**TASK OBJECTIVE**
From the passage on the 1953 coup in Iran, give again the part starting with "The Shah remained" and going on through "documents and analysis.", changing "intransigent" to "unyielding".

**PASSAGE PROVIDED**
While the broad outlines of the operation are known, "...the C.I.A.'s records were widely thought by historians to have the potential to add depth and clarity to a famous but little-documented intelligence operation", reporter Tim Weiner wrote in The New York Times 29 May 1997.

"The Central Intelligence Agency, which has repeatedly pledged for more than five years to make public the files from its secret mission to overthrow the government of Iran in 1953, said today that it had destroyed or lost almost all the documents decades ago."

Donald Wilber, one of the CIA officers who planned the 1953 coup in Iran, wrote an account titled, Clandestine Service History Overthrow of Premier Mossadeq of Iran: November 1952 – August 1953. Wilber said one goal of the coup was to strengthen the Shah. In 2000, James Risen at The New York Times obtained the previously secret CIA version of the coup written by Wilber and summarized its contents, which includes the following:

In early August, the CIA increased the pressure. Iranian operatives pretending to be Communists threatened Muslim leaders with "savage punishment if they opposed Mosaddegh", seeking to stir anti-Communist sentiment in the religious community.

In addition, the secret history says, the house of at least one prominent Muslim was bombed by CIA agents posing as Communists. It does not say whether anyone was hurt in this attack.

The agency was intensifying its propaganda campaign. A leading newspaper owner was granted a personal loan of about $45,000, "in the belief that this would make his organ amenable to our purposes."

The Shah remained intransigent. In a 1 August meeting with General Norman Schwarzkopf, he refused to sign the C.I.A.-written decrees firing Mr. Mosaddegh and appointing General Zahedi. He said he doubted that the army would support him in a showdown.

The National Security Archive at George Washington University contains the full account by Wilber, along with many other coup-related documents and analysis.

===Release of U.S. government records and official acknowledgement===
In August 2013, on the 60th anniversary of the coup, the US government released documents showing they were involved in staging the coup. The documents also describe the motivations behind the coup and the strategies used to stage it. The UK had sought to censor information regarding its role in the coup; a significant number of documents about the coup remained classified. The release of the declassified documents, which marked the first US official acknowledgement of its role, was seen as a goodwill gesture on the part of the Obama administration. According to Aljazeera, the deputy director of the National Security Archive, Malcolm Byrne, disclosed that the CIA documented the secret histories purposely for official use.

Public awareness of American and British participation in Mosaddeq's overthrow was long-standing. An internal narrative from the middle of the 1970s called "The Battle for Iran" makes a clear reference to the CIA's involvement. In 1981, the agency made a highly edited version of the report public in reaction to an ACLU lawsuit, but it blocked out all mentions of TPAJAX, the code name for the American-led operation. These references can be found in the most recent release in 2013, which is thought to be the CIA's first official admission that the agency assisted in the coup's planning and execution.

**GIVEN RECORDS**
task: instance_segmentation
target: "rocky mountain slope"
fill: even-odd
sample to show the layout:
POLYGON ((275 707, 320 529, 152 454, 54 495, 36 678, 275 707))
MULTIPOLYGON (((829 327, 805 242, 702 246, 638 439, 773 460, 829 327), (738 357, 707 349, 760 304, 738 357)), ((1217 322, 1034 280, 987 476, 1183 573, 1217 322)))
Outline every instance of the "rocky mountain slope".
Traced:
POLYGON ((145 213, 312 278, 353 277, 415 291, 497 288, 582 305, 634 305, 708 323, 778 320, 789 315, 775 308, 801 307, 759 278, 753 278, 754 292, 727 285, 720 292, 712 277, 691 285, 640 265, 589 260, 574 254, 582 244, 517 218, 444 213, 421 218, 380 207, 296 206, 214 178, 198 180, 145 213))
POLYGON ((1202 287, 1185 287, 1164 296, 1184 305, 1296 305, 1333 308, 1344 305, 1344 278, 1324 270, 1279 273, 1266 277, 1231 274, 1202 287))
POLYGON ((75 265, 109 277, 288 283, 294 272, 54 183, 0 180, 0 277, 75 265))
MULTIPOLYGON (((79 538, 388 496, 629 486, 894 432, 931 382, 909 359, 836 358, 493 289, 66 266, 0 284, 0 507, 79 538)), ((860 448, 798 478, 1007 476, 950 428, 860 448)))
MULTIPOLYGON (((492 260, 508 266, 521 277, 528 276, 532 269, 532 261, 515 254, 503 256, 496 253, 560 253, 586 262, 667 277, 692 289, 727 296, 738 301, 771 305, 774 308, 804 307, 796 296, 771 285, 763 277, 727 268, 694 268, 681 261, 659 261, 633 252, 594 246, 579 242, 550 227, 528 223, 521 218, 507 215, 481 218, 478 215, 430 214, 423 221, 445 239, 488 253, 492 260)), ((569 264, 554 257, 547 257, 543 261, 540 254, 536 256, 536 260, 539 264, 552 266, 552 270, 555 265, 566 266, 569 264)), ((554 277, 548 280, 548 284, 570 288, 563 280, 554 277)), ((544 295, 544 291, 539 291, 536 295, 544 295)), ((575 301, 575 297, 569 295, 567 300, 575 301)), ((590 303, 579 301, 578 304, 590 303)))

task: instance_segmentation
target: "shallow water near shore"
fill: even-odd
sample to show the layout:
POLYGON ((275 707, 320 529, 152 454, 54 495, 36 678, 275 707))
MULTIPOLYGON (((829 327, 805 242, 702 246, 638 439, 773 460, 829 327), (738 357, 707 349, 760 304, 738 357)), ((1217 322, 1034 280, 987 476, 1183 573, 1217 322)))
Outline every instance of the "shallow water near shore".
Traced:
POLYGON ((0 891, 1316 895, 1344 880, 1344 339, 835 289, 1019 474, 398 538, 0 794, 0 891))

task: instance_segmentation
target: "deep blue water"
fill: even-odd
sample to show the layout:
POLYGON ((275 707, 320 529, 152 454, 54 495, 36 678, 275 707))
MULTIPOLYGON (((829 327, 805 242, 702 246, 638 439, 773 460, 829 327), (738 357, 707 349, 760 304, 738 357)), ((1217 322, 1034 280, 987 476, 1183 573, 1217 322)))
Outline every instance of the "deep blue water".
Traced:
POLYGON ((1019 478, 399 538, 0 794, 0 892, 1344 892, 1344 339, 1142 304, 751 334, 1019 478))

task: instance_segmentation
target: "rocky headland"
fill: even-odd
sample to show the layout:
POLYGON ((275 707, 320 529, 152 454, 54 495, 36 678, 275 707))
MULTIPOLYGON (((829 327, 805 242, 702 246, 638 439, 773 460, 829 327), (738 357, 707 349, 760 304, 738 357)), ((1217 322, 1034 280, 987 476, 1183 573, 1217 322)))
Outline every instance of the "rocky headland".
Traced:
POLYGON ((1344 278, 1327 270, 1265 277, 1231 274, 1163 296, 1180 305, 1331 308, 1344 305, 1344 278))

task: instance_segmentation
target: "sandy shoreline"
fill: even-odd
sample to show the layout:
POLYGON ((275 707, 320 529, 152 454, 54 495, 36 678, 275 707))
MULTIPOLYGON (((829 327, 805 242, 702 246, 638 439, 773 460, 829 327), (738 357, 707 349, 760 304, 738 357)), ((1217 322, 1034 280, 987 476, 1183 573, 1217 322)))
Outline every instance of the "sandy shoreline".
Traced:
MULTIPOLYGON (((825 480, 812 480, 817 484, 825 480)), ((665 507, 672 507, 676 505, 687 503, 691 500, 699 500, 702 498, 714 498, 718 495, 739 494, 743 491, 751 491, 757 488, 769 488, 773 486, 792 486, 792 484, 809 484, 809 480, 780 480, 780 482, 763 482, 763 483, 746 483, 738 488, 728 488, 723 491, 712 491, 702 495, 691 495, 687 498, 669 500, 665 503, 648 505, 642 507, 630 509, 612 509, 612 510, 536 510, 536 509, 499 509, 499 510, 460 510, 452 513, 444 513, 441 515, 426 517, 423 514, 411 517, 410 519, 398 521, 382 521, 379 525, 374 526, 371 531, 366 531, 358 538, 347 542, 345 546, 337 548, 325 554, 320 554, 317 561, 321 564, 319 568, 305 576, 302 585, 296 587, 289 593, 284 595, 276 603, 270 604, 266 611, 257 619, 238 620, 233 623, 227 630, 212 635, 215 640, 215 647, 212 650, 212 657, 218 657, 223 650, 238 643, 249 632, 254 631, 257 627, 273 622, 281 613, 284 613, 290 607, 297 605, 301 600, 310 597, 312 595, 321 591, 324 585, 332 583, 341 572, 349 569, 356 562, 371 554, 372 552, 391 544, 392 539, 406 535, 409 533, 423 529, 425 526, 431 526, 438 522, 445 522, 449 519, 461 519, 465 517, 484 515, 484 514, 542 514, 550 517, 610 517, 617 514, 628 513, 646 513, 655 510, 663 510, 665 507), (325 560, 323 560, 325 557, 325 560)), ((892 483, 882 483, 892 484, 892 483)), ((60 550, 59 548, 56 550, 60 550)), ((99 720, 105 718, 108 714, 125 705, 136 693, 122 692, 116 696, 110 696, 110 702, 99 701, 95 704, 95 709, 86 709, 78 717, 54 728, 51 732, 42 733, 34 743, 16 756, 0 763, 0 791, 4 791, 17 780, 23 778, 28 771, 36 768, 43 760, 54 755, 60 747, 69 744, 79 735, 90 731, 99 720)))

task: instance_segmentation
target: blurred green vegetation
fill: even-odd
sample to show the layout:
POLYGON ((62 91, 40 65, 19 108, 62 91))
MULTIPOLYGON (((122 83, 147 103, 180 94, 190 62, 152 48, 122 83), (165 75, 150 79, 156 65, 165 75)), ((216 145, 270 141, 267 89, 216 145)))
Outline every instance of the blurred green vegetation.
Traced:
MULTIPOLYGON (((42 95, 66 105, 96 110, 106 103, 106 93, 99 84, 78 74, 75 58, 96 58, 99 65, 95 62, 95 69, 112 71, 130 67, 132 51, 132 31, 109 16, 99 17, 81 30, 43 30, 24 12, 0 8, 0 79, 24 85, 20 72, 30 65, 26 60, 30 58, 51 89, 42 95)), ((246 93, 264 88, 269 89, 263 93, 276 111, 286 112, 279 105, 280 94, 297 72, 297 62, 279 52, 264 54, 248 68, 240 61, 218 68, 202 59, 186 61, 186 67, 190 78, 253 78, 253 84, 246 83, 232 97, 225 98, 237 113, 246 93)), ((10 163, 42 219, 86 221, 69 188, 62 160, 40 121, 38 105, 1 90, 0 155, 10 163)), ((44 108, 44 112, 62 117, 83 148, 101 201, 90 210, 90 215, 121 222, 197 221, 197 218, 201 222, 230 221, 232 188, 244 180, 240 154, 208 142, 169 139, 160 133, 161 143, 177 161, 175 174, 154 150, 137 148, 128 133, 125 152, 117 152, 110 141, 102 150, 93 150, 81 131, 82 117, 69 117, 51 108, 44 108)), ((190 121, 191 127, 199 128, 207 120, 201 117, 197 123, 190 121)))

**ANSWER TO THE EXERCISE**
The Shah remained unyielding. In a 1 August meeting with General Norman Schwarzkopf, he refused to sign the C.I.A.-written decrees firing Mr. Mosaddegh and appointing General Zahedi. He said he doubted that the army would support him in a showdown.

The National Security Archive at George Washington University contains the full account by Wilber, along with many other coup-related documents and analysis.